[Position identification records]
## start

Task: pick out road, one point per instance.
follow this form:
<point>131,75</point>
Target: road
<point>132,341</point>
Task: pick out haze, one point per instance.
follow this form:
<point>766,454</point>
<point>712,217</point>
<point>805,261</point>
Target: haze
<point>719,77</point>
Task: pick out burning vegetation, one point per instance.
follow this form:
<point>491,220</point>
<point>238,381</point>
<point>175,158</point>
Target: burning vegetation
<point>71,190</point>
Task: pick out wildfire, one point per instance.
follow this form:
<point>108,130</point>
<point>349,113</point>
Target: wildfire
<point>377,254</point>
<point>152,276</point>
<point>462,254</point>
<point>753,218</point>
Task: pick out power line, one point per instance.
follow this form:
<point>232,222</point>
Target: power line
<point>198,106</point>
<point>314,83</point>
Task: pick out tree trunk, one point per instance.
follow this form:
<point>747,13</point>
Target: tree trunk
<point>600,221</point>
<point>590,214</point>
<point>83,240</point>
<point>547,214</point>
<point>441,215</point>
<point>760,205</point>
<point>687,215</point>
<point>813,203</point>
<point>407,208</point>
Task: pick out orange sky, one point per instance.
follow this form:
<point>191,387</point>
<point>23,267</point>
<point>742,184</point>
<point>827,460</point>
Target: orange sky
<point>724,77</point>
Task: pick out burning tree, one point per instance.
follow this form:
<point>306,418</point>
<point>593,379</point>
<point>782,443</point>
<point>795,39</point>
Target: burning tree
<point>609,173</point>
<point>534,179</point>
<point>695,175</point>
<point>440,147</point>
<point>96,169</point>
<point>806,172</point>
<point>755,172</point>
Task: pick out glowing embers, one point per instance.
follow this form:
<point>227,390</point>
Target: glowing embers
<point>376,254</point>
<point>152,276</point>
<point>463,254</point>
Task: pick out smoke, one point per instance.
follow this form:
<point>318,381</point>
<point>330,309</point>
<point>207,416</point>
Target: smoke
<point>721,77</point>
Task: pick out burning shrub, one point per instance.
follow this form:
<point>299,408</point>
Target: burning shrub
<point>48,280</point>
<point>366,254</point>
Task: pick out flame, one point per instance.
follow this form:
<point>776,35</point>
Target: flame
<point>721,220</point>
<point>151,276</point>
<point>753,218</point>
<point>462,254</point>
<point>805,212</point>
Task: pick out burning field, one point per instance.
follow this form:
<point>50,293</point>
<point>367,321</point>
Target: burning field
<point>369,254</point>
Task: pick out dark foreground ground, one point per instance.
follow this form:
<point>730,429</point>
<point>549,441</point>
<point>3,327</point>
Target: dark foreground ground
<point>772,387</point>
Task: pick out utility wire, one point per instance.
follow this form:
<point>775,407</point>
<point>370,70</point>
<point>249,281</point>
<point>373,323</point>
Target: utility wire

## end

WHAT YOU NEED TO DO = Return, word for word, the lines of the items above that begin at the line containing "Task: pick out haze, one point per instance." and end after the line containing "<point>71,190</point>".

REPLY TO THE EXERCISE =
Task: pick out haze, one point per instance.
follow this form:
<point>766,454</point>
<point>712,217</point>
<point>805,261</point>
Target: haze
<point>719,77</point>
Task: pick out burning vegetation, one point per instance.
follow this form:
<point>491,220</point>
<point>238,381</point>
<point>175,158</point>
Target: burning vegetation
<point>71,190</point>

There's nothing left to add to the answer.